**Goal of the exercise**
Lines before the one containing "the blue pen." are excluded; print that line and every line after it through the end of the material below, exactly.

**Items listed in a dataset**
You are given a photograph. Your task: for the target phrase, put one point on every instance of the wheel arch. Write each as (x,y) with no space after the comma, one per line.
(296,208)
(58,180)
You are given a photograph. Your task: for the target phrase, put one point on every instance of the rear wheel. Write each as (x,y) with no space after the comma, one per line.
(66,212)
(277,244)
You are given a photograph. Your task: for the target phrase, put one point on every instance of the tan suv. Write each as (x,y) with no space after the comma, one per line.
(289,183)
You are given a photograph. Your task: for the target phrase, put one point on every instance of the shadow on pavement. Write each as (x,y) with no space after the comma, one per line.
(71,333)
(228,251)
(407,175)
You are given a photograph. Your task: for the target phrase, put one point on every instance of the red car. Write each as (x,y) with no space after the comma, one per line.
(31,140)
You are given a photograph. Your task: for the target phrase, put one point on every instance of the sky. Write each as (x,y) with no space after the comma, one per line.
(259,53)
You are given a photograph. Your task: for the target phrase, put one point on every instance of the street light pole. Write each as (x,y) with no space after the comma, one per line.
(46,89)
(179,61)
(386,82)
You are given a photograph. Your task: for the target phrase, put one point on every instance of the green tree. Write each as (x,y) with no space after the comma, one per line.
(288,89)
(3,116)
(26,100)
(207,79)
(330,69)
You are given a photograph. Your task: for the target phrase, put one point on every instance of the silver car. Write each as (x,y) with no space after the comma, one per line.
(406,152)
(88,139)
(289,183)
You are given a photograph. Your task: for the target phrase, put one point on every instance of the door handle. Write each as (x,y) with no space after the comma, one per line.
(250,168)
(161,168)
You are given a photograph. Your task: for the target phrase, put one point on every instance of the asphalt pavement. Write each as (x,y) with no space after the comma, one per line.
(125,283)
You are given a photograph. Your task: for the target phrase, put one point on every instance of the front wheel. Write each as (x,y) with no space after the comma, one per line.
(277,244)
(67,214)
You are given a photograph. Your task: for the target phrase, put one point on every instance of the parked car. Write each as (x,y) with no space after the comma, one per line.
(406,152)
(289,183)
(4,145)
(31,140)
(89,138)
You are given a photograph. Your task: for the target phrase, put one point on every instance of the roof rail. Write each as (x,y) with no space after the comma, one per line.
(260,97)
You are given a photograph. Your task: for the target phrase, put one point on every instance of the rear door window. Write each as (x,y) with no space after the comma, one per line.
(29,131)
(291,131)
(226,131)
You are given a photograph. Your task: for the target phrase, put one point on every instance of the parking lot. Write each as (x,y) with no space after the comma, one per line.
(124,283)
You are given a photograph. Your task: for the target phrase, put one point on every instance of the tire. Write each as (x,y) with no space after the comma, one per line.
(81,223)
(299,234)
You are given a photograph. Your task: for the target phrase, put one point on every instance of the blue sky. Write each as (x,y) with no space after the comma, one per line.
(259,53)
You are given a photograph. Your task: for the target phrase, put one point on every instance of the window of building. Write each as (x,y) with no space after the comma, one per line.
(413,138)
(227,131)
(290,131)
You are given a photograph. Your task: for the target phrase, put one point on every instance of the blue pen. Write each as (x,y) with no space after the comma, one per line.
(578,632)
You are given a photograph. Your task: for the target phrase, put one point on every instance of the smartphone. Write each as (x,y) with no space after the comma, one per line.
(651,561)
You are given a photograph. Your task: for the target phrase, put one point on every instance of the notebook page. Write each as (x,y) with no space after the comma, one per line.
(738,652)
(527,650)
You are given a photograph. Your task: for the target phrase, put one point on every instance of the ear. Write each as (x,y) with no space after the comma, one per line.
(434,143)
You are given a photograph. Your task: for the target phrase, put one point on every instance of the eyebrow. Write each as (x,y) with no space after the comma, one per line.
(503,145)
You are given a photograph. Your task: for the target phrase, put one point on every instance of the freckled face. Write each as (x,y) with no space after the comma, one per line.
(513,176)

**Finished exercise**
You are given a photograph. Your task: for the target phrase, put one point on every instance of the blue pen. Write each as (x,y) with no space after the comma, one per line.
(578,632)
You are given a photograph. Your task: for the target phrase, put one point on every instance of the smartphone. Write each as (x,y) with no space after the comma, one per line.
(651,561)
You are given a photograph. Your task: for the target phrase, put one point on every instance of the notebook page. Write each as (x,y) with no space after the comma, one per line.
(738,652)
(527,650)
You are given a photograph. Your task: for the target phrase, put one point on every instance of the ear. Write each as (x,y) with no space after the comma, one per line.
(434,143)
You are given a photograph. Your task: for the target phrase, put one point on every instance of the eyebrow. Write each as (x,y) with no space after the comma, one per line.
(503,145)
You are given a photograph. Your task: for the target phrase, put one point on every instance of the freckled face. Write each as (x,y) with no space after the comma, one per line.
(513,176)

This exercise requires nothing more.